[DATA LISTING Boundary: Start]

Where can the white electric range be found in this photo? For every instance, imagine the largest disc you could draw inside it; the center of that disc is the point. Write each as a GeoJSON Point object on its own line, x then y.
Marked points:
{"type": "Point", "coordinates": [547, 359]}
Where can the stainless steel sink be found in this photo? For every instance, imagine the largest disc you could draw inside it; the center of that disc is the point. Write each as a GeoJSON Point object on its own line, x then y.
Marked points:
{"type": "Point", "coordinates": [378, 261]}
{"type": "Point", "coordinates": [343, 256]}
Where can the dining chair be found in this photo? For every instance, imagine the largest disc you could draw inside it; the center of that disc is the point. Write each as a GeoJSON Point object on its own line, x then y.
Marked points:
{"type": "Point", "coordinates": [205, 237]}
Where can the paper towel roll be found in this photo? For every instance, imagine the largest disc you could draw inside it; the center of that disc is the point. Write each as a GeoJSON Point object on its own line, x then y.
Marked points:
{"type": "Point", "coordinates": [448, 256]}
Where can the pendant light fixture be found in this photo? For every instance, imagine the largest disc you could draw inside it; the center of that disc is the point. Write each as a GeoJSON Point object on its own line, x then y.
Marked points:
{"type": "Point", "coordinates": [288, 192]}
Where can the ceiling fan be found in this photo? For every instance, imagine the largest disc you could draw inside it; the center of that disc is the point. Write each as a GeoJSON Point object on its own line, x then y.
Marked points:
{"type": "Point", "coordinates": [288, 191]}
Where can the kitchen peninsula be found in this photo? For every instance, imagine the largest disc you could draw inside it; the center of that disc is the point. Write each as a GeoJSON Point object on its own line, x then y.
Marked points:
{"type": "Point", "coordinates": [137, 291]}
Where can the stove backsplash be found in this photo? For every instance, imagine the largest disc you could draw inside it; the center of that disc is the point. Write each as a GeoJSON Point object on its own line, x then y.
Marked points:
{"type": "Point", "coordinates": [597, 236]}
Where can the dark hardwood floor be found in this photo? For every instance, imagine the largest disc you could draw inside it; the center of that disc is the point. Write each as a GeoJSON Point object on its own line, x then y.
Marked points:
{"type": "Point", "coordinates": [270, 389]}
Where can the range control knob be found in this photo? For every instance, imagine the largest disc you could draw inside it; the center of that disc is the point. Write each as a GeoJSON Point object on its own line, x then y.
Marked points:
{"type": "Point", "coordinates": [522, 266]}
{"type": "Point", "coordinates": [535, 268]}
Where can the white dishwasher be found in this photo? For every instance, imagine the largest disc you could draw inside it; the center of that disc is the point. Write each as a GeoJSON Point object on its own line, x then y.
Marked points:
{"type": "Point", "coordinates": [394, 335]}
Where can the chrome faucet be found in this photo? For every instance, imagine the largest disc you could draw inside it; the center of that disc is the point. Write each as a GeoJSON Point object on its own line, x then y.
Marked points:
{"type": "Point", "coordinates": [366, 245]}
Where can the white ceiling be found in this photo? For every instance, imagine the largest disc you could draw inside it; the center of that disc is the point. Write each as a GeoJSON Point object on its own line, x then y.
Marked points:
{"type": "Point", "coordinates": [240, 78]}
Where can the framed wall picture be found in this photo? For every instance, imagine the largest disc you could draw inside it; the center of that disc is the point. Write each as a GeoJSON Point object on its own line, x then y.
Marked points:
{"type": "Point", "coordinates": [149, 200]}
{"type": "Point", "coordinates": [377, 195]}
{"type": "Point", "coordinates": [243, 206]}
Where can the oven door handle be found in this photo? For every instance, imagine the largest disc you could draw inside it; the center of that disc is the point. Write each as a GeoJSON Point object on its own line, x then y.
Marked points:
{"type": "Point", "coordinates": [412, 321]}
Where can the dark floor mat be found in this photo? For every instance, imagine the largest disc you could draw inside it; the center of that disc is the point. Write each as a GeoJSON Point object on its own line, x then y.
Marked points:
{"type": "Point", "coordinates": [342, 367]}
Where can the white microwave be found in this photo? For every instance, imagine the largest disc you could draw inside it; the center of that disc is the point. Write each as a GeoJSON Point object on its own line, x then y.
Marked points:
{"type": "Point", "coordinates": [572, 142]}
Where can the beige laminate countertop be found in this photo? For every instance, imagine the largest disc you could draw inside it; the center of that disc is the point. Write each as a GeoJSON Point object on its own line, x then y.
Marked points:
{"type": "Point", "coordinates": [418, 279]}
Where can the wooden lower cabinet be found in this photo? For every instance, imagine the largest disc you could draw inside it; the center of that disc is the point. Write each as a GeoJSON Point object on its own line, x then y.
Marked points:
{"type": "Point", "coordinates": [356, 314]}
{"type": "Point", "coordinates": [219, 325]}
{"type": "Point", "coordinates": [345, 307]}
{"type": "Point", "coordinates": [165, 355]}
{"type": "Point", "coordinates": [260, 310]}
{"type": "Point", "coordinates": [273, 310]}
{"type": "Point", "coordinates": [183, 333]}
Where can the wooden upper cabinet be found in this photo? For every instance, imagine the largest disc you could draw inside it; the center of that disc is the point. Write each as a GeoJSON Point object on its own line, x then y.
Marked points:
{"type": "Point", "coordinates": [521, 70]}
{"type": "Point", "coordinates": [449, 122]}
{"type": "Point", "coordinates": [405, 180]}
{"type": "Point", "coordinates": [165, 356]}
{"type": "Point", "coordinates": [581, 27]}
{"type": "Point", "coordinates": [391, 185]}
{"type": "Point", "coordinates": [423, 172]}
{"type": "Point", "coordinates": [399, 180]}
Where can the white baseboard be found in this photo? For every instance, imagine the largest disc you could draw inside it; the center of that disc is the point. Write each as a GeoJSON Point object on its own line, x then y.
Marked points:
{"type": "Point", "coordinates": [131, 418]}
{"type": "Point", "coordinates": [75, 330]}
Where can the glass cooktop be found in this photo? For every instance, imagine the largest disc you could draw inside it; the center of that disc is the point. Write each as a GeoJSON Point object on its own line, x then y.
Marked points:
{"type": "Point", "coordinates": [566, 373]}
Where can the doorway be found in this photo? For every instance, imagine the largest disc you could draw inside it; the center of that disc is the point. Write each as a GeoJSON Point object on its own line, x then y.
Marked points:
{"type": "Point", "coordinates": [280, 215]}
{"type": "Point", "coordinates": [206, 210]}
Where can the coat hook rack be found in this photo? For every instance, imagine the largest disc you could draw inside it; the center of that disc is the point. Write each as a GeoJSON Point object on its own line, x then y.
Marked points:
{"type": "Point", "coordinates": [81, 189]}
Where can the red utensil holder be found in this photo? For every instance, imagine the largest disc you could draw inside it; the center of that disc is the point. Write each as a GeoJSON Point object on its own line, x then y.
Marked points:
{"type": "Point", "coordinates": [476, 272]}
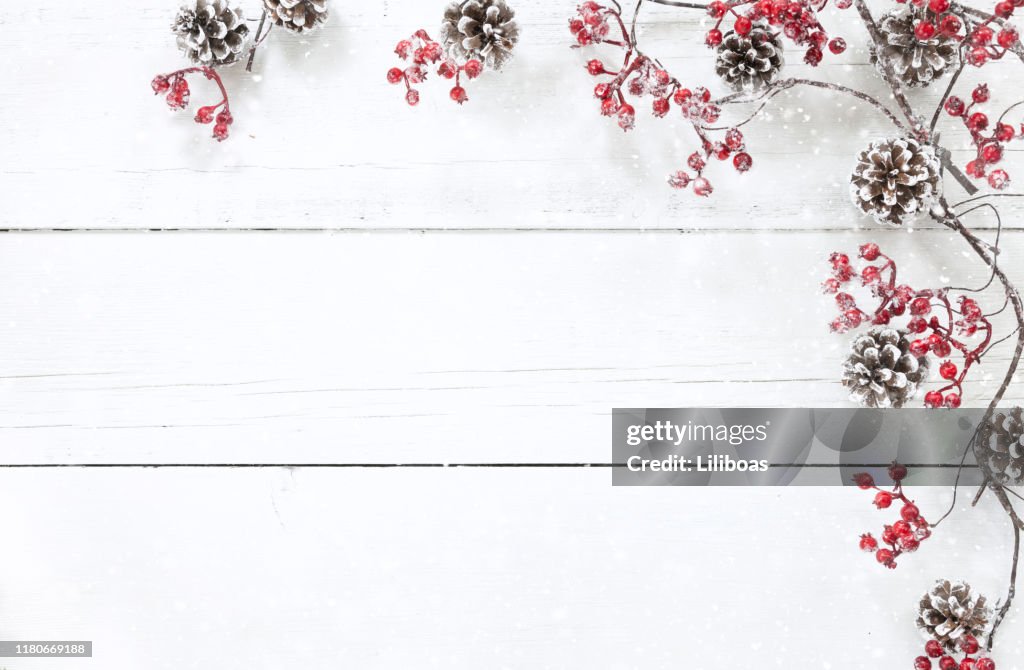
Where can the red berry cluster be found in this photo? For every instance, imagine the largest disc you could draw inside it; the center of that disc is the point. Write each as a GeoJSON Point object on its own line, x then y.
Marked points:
{"type": "Point", "coordinates": [424, 52]}
{"type": "Point", "coordinates": [641, 76]}
{"type": "Point", "coordinates": [797, 18]}
{"type": "Point", "coordinates": [985, 41]}
{"type": "Point", "coordinates": [942, 326]}
{"type": "Point", "coordinates": [175, 85]}
{"type": "Point", "coordinates": [935, 654]}
{"type": "Point", "coordinates": [990, 145]}
{"type": "Point", "coordinates": [905, 535]}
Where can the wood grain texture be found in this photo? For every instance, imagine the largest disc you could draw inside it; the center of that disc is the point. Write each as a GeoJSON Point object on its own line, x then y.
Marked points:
{"type": "Point", "coordinates": [413, 346]}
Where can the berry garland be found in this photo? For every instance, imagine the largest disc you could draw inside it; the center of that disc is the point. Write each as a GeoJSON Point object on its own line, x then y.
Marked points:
{"type": "Point", "coordinates": [897, 180]}
{"type": "Point", "coordinates": [213, 34]}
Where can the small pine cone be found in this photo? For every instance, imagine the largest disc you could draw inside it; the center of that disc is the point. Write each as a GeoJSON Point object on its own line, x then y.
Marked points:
{"type": "Point", "coordinates": [211, 32]}
{"type": "Point", "coordinates": [913, 61]}
{"type": "Point", "coordinates": [895, 179]}
{"type": "Point", "coordinates": [950, 611]}
{"type": "Point", "coordinates": [752, 63]}
{"type": "Point", "coordinates": [1000, 448]}
{"type": "Point", "coordinates": [881, 371]}
{"type": "Point", "coordinates": [297, 15]}
{"type": "Point", "coordinates": [480, 29]}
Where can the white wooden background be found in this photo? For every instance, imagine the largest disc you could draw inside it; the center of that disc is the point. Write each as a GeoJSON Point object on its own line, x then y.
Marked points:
{"type": "Point", "coordinates": [350, 280]}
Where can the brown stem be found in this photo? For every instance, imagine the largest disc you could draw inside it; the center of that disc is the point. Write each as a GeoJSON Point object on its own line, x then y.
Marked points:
{"type": "Point", "coordinates": [888, 75]}
{"type": "Point", "coordinates": [256, 41]}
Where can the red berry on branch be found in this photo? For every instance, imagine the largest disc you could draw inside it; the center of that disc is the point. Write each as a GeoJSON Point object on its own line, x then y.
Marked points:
{"type": "Point", "coordinates": [161, 84]}
{"type": "Point", "coordinates": [837, 45]}
{"type": "Point", "coordinates": [954, 106]}
{"type": "Point", "coordinates": [998, 179]}
{"type": "Point", "coordinates": [950, 25]}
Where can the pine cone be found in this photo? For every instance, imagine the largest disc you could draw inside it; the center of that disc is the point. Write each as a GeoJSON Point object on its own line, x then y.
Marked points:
{"type": "Point", "coordinates": [950, 611]}
{"type": "Point", "coordinates": [881, 371]}
{"type": "Point", "coordinates": [297, 15]}
{"type": "Point", "coordinates": [1000, 448]}
{"type": "Point", "coordinates": [211, 32]}
{"type": "Point", "coordinates": [895, 179]}
{"type": "Point", "coordinates": [480, 29]}
{"type": "Point", "coordinates": [752, 63]}
{"type": "Point", "coordinates": [913, 61]}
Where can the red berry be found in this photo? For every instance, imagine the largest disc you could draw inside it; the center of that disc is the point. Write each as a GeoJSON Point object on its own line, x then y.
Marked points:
{"type": "Point", "coordinates": [950, 25]}
{"type": "Point", "coordinates": [220, 132]}
{"type": "Point", "coordinates": [998, 179]}
{"type": "Point", "coordinates": [205, 115]}
{"type": "Point", "coordinates": [982, 36]}
{"type": "Point", "coordinates": [954, 106]}
{"type": "Point", "coordinates": [925, 31]}
{"type": "Point", "coordinates": [837, 45]}
{"type": "Point", "coordinates": [679, 179]}
{"type": "Point", "coordinates": [473, 68]}
{"type": "Point", "coordinates": [161, 84]}
{"type": "Point", "coordinates": [991, 154]}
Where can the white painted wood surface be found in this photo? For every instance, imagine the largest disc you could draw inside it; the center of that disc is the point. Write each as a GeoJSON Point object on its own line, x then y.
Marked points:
{"type": "Point", "coordinates": [431, 310]}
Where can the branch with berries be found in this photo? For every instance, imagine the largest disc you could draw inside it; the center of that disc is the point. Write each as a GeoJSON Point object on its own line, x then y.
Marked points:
{"type": "Point", "coordinates": [214, 35]}
{"type": "Point", "coordinates": [475, 35]}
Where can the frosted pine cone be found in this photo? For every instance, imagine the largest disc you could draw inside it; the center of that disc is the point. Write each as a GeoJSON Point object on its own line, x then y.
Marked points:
{"type": "Point", "coordinates": [480, 29]}
{"type": "Point", "coordinates": [950, 611]}
{"type": "Point", "coordinates": [752, 63]}
{"type": "Point", "coordinates": [1000, 448]}
{"type": "Point", "coordinates": [881, 371]}
{"type": "Point", "coordinates": [211, 32]}
{"type": "Point", "coordinates": [895, 179]}
{"type": "Point", "coordinates": [913, 61]}
{"type": "Point", "coordinates": [297, 15]}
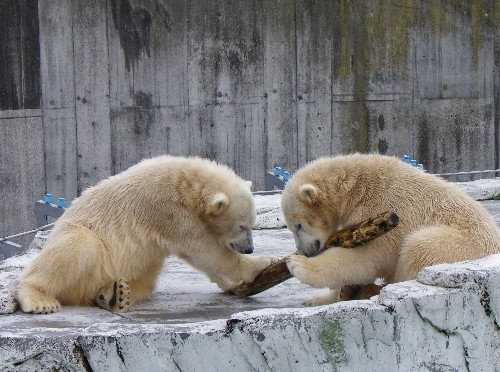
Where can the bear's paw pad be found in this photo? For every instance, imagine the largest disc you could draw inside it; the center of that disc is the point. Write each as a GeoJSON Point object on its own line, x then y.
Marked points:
{"type": "Point", "coordinates": [41, 306]}
{"type": "Point", "coordinates": [114, 297]}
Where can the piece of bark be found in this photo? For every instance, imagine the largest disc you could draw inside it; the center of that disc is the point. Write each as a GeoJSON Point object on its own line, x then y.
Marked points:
{"type": "Point", "coordinates": [349, 237]}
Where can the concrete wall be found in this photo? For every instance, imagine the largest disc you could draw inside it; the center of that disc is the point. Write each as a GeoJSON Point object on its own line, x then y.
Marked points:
{"type": "Point", "coordinates": [91, 87]}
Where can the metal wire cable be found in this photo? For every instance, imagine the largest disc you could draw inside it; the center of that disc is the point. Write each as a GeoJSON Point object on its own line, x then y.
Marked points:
{"type": "Point", "coordinates": [27, 232]}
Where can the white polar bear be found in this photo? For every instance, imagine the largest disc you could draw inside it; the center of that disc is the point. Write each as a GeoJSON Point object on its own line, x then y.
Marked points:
{"type": "Point", "coordinates": [109, 246]}
{"type": "Point", "coordinates": [438, 222]}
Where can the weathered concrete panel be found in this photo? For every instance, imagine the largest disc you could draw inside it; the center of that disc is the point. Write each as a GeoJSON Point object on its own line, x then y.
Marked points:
{"type": "Point", "coordinates": [21, 170]}
{"type": "Point", "coordinates": [280, 84]}
{"type": "Point", "coordinates": [92, 92]}
{"type": "Point", "coordinates": [57, 75]}
{"type": "Point", "coordinates": [19, 55]}
{"type": "Point", "coordinates": [453, 49]}
{"type": "Point", "coordinates": [448, 131]}
{"type": "Point", "coordinates": [147, 53]}
{"type": "Point", "coordinates": [314, 79]}
{"type": "Point", "coordinates": [140, 133]}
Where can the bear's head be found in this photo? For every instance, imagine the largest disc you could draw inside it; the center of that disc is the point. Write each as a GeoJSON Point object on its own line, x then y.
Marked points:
{"type": "Point", "coordinates": [308, 217]}
{"type": "Point", "coordinates": [230, 214]}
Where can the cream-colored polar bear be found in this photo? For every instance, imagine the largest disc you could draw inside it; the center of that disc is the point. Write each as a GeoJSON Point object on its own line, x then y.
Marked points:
{"type": "Point", "coordinates": [438, 222]}
{"type": "Point", "coordinates": [110, 245]}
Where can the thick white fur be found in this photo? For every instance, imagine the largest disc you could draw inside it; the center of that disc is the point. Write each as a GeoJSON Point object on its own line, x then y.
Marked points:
{"type": "Point", "coordinates": [438, 222]}
{"type": "Point", "coordinates": [113, 240]}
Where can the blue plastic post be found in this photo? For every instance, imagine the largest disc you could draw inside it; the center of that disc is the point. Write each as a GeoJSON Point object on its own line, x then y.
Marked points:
{"type": "Point", "coordinates": [47, 199]}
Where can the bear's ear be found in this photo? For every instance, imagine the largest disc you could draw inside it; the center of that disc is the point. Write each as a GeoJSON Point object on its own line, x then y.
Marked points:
{"type": "Point", "coordinates": [217, 203]}
{"type": "Point", "coordinates": [308, 193]}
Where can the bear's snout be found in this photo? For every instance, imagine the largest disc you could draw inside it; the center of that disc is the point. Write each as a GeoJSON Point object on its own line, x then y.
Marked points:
{"type": "Point", "coordinates": [311, 249]}
{"type": "Point", "coordinates": [245, 249]}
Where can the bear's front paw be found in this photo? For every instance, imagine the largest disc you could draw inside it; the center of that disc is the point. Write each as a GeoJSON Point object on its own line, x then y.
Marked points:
{"type": "Point", "coordinates": [41, 305]}
{"type": "Point", "coordinates": [307, 271]}
{"type": "Point", "coordinates": [115, 296]}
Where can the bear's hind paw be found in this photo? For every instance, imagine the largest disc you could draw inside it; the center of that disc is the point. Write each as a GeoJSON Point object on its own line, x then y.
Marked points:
{"type": "Point", "coordinates": [41, 306]}
{"type": "Point", "coordinates": [114, 297]}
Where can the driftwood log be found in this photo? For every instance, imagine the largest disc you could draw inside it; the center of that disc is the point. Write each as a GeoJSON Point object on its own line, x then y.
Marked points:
{"type": "Point", "coordinates": [349, 237]}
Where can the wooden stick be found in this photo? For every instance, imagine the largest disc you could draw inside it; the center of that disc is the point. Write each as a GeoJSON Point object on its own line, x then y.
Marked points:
{"type": "Point", "coordinates": [349, 237]}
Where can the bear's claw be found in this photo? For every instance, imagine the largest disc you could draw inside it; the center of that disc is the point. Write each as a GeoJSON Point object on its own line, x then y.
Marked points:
{"type": "Point", "coordinates": [114, 297]}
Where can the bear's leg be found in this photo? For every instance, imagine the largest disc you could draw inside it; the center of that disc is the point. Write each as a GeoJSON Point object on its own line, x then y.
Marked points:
{"type": "Point", "coordinates": [431, 246]}
{"type": "Point", "coordinates": [67, 271]}
{"type": "Point", "coordinates": [119, 296]}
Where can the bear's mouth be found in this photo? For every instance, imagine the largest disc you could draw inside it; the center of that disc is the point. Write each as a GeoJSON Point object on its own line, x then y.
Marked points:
{"type": "Point", "coordinates": [313, 249]}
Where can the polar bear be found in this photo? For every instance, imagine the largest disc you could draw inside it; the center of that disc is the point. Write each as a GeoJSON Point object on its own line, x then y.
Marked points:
{"type": "Point", "coordinates": [109, 246]}
{"type": "Point", "coordinates": [438, 222]}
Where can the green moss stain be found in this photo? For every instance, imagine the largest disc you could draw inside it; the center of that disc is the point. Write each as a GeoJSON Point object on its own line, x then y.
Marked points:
{"type": "Point", "coordinates": [331, 339]}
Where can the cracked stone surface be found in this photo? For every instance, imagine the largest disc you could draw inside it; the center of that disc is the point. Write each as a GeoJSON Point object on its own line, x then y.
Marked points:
{"type": "Point", "coordinates": [446, 320]}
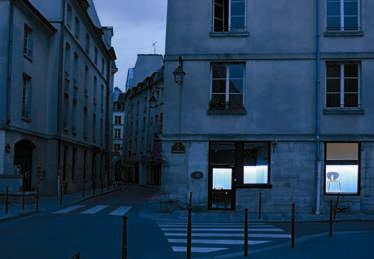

[DATA LISTING Boundary: End]

WHAT THE TASK REQUIRES » Pull out all lines containing the word "concrete" from the entries above.

RESPONSE FOR THIS EXERCISE »
Where can the concrete wall be found in this photo? For every instance, imagine the largest disc you could draw inside it; the center of that disc is the point. Write each as a GeoJSON Point object on its own line, x then y.
Where can the weathered concrete panel be found in this photo? For every instance, imagine the largest disc you could draw inside it; the center of that disc is the point. Write each as a GeoJSON Point object on its own line, x then y.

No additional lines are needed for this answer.